◆ **REQUIRED TASK**
Print every one of the records below word for word, leaving out the pictures.
#### THE INPUT
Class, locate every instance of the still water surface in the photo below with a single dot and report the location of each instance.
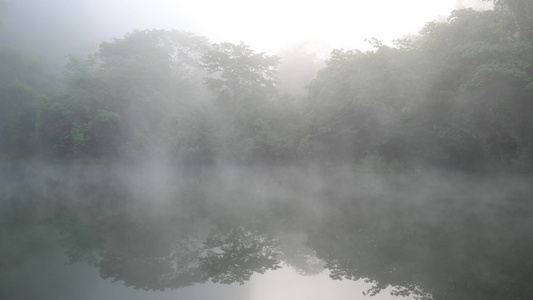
(154, 232)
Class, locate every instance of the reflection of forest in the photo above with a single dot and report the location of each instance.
(428, 235)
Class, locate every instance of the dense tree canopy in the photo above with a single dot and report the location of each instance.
(455, 96)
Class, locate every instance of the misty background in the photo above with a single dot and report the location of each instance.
(257, 150)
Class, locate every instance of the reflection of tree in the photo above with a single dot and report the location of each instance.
(443, 249)
(236, 255)
(296, 255)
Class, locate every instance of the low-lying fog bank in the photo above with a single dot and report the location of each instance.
(426, 234)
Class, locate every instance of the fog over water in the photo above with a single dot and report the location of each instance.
(429, 229)
(266, 150)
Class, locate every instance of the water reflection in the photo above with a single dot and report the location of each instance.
(440, 236)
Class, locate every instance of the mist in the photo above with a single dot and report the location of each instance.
(253, 151)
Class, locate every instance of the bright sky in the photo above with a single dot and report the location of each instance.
(274, 24)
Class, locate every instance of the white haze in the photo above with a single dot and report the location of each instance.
(264, 25)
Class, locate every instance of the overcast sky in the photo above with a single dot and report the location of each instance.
(274, 24)
(264, 25)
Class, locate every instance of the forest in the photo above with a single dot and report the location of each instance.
(458, 96)
(165, 161)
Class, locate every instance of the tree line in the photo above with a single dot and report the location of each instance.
(457, 95)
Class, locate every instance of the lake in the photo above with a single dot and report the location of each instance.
(153, 231)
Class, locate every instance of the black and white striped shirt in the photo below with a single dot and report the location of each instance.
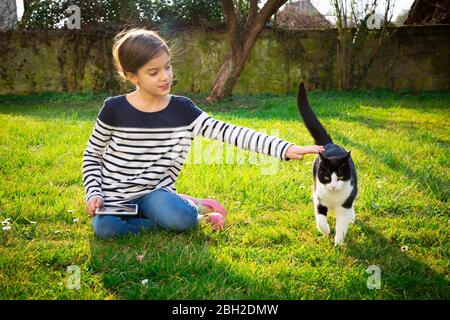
(131, 152)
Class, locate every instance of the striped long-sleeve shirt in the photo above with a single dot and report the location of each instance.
(131, 152)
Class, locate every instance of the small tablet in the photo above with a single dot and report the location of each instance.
(118, 209)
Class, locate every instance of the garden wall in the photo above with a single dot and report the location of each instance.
(66, 60)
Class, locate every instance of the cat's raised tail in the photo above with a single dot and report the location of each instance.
(313, 124)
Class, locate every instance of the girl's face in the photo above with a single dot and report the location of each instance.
(155, 77)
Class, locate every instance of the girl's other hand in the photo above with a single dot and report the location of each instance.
(93, 204)
(296, 152)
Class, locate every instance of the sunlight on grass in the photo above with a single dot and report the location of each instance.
(270, 248)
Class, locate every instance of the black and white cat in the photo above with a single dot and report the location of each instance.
(335, 182)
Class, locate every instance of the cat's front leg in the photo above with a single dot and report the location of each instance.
(344, 217)
(321, 218)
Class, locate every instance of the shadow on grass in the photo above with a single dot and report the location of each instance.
(183, 266)
(175, 266)
(427, 180)
(402, 277)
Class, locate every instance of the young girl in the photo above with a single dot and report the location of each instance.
(141, 140)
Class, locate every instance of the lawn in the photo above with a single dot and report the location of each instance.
(270, 248)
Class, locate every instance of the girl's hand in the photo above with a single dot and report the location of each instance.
(296, 152)
(94, 203)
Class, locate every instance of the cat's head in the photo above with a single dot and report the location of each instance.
(334, 172)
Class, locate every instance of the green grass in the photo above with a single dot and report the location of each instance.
(270, 248)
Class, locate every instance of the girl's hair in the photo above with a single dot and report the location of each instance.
(134, 48)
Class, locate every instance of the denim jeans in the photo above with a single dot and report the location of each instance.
(157, 209)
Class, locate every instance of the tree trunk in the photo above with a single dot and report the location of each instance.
(231, 69)
(242, 36)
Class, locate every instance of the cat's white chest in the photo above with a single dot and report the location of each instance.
(333, 198)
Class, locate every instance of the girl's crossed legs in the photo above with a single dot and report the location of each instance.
(157, 209)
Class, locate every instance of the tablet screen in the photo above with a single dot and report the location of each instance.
(118, 209)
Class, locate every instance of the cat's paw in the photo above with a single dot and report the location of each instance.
(322, 224)
(339, 239)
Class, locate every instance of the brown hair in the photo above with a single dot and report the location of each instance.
(133, 48)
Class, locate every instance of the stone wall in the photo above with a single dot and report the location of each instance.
(415, 58)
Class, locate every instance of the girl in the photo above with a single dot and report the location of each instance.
(141, 140)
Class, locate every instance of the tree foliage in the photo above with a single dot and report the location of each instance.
(95, 14)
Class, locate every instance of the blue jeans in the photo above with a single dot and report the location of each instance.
(157, 209)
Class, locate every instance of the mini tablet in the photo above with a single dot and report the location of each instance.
(118, 209)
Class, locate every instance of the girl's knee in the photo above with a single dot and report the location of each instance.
(171, 212)
(183, 220)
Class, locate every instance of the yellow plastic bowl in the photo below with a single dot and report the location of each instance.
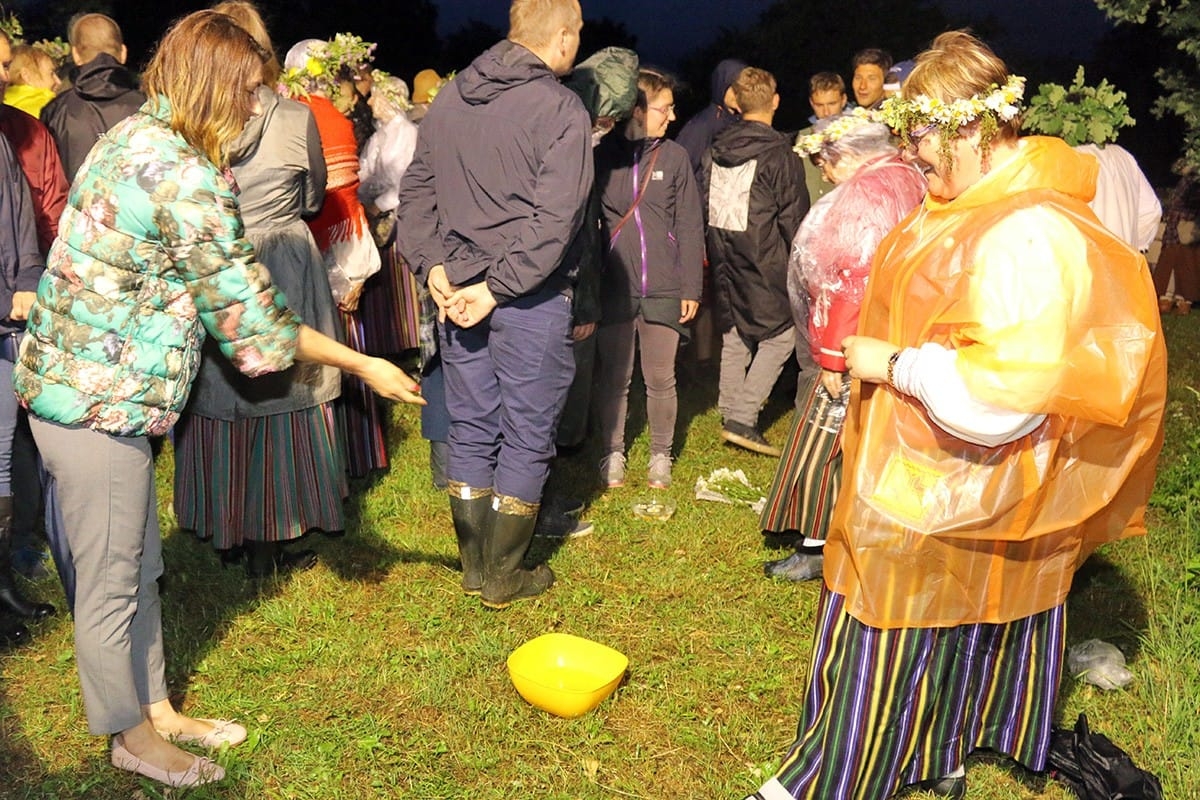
########
◆ **TASK RESULT**
Class, locate every instance of the still water surface in the photo below with a single dot and report the location of each instance.
(154, 232)
Class, locate every instance of the reflection of forest in the photo above with a single dot and report the location of each instance.
(428, 235)
Class, locate every instance of the dense tree canopy in the photo above with a single dot and report the location of each instance.
(455, 96)
Class, locate every instance of the misty background in the photo above with a single dot and report the location of each instance.
(257, 150)
Class, locate every instance of the reflection of tree in the photo above with a single dot and report the location of each instance.
(443, 249)
(236, 255)
(296, 255)
Class, locate every instance of the low-lying fog bank in the photo above with a single dot and report the location of each instance.
(426, 234)
Class, locate every instance of the fog over water in the photo above with a single dot and report the location of each instance.
(429, 229)
(266, 150)
Class, locate every instance of the water reflection in the photo above with a single dot and report the location of each instance.
(440, 236)
Class, locate every instance of the mist in the photo above with a single dot and report the location of each instance.
(253, 151)
Class, locate every instance of the bright sky in the photo above with a single dot and report the location of each instance.
(274, 24)
Class, locate every instance of the white haze in the photo above with a single dot and report the location of each instance.
(264, 25)
Class, locate every instance of the overcast sky in the photo above with a single dot and report the location of each instance.
(274, 24)
(264, 25)
Class, locate every instance of the forest in the photo above with a single dot and report the location of each instance.
(458, 96)
(165, 161)
Class, locate every instance of the tree line in the photo above with a single dot and report the location of each instance.
(457, 95)
Class, locate every instance of the lake in the photo above with a single dot and report the location of each instance.
(153, 231)
Class, locate every instance of the black and white striped shirt in the photo below with a single dot and report the location of each instance.
(131, 152)
Class, locate every instance of the striped long-sleeve shirt in the photo above with a single dot and report the location of each instance.
(131, 152)
Class, locate every instance of the small tablet in the photo above with a single dot and report the location of each instance.
(118, 209)
Class, locate every instance of the garden wall in the photo above with a single dot and report the location of each instance.
(66, 60)
Class, locate every instance of the cat's raised tail in the photo above with a single dot and report the location of each instance.
(313, 124)
Class, locate every instance of the girl's face in the photo above with a single dot and report the location of each instance.
(155, 77)
Class, locate every instance of the girl's other hand in the photo above with a single dot and report the location of each instance.
(93, 204)
(296, 152)
Class, locate every instance of the sunlight on grass in the photo above with a single dot and report the location of each instance.
(270, 248)
Class, locate every instance of the black and white cat in the photo above with a single dot and report the location of each instance.
(335, 182)
Class, locate every instance of the cat's front leg in the photo above with a single dot and report the location of each instance.
(344, 217)
(321, 218)
Class, locate every instance of the shadow on grass in the photo above with a single dot and report the location of each instance.
(183, 266)
(175, 266)
(427, 180)
(402, 277)
Class, locate every instance of the young girl in the photo above with a single dot and report the location of each instance.
(141, 140)
Class, locate every instance of the lawn in the photo above with a single dot and report the location of each instance.
(270, 248)
Class, locate every instance of the girl's hand in the photo above with a single dot and report the location of each instance.
(296, 152)
(94, 203)
Class, locate every instance of the cat's head in the photo above with a single dot and report the location of each instance.
(334, 172)
Class, locate every instance of the green grass in the photo above with a single dot and report the location of each instance.
(270, 248)
Class, locate every instance of the girl's hair in the photo above with a single dot and report the location of each instance.
(134, 48)
Class, locate every instance of the denim jeans in the photo above with a single dot and report the location of each instance.
(157, 209)
Class, locate every instance of the tree trunk in the photo above with a single dot and report the location of each instance.
(231, 69)
(242, 36)
Class, locate every instance of the cat's white chest in the photo above with a single dot and report the location of each instance.
(333, 198)
Class, locate every instance of the girl's crossed legs in the photo above with a single dot and report the location of each instance.
(157, 209)
Class, locate every instance of the tablet screen in the photo above with a single dot and report the location of each instance.
(118, 209)
Class, locate every instance of the cat's paw in the photo above with a single dot and report the location of each instance.
(322, 224)
(339, 239)
Class, locate every instance of the brown hair in the photo above with a single dot and report the location of each instance.
(133, 48)
Class, locate every instance of the stone wall in the photo above with a single dot and report the location of each instance.
(415, 58)
Class, locate every instance of the girl in the photo above with a single dot and report the location of each instance.
(141, 140)
Class, locate every instance of the tree foliage in the photo above with a single dot and report the location of each instance.
(95, 14)
Class, locate every instance of the blue jeans in the photo above with a single dot and report the location of each instance.
(157, 209)
Class, locate every instance of the mini tablet in the photo above with a single dot and report the location of each instance.
(118, 209)
Class, locate every instance of the girl's knee in the photo above with a single dot and report the location of each instance.
(171, 212)
(183, 220)
Class, locate every instance of the yellow plastic bowl in the photo below with a single dot and report the location of each instance.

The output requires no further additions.